Point-based annotation data
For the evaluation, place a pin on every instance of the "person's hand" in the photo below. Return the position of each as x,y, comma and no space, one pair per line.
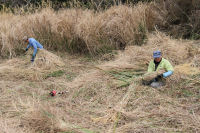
32,59
159,76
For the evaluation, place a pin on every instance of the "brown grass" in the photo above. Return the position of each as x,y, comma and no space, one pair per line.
78,30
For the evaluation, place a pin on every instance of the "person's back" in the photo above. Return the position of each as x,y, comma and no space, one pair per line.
159,63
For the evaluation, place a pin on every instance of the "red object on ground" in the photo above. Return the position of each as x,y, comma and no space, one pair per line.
53,93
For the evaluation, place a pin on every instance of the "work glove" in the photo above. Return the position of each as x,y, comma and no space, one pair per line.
32,59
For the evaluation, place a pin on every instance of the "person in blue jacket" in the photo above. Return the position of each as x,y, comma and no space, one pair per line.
32,43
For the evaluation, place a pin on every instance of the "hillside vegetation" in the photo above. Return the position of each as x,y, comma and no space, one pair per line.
95,59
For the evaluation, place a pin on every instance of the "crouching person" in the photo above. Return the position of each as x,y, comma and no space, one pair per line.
32,43
161,69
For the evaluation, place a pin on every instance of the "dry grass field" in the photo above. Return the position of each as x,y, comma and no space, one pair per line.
98,94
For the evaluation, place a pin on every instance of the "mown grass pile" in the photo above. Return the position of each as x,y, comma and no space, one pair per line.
78,30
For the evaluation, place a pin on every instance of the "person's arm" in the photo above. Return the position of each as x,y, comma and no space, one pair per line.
169,69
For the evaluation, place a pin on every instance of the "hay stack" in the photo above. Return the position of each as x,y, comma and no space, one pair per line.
22,68
152,75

**Written exercise**
Reproduce every record word for word. The copy must contain no pictures.

**Result of the task**
For the evaluation, place a pin on every instance of the "person's hand" in the photo below. Return the position of each as x,y, comma and no space, one pair per line.
32,59
159,76
For the evaluation, place a pin on every instance of the "brown grass" in the photo above. Return the position of each as x,y, comma and no space, one pair per line.
78,30
For the evaluation, place a pin on every instance of the "person's back" in the photo above. Return the position of each as x,y, comma and no space, one pair per line.
159,63
For the evaluation, place a pin on every instance of the "red object on ground" in the photo above. Return the position of each as x,y, comma and no space, one pair per line.
53,93
For the evaluation, place a pin on every instance of the "work glove" in the photo above. Return the position of each as x,y, comma and no space, one pair per line.
32,59
For the evaluation, place a pin on every instance of the "person in blue jacket" in the photo above. Return the position of each as x,y, comma and no space, one pair per line.
32,43
For the evaluation, place a pin on every instance of the "hillside vegetation" in the photo above. Return the position of each as x,y, comma and no space, one pair per line.
95,59
For the evaluation, place a pin on every instance of the "crouching person" in the photo above. Return the position of each as x,y, comma and no space, one pair per line.
32,43
161,69
For the evaluation, place a pin on every instance of the "dry grass field" in the photo above. Return the position of each as x,y, comma and no space, one pair per line.
98,94
For the evaluation, place a pin on every instance of the "mown grass pile" in the photo above. Return the position of each as x,y, comma and no space, one pair per line.
78,30
For the evaluation, place a pin on every instance of the "person's arm" in the photo above. Return the position of each as x,y, comma and no space, one pair per line.
169,69
For the evaluation, place a pin on every instance of the "hay stack" in the photo above. Return the position of each as x,y, comma and no space, one pair per line.
22,68
152,75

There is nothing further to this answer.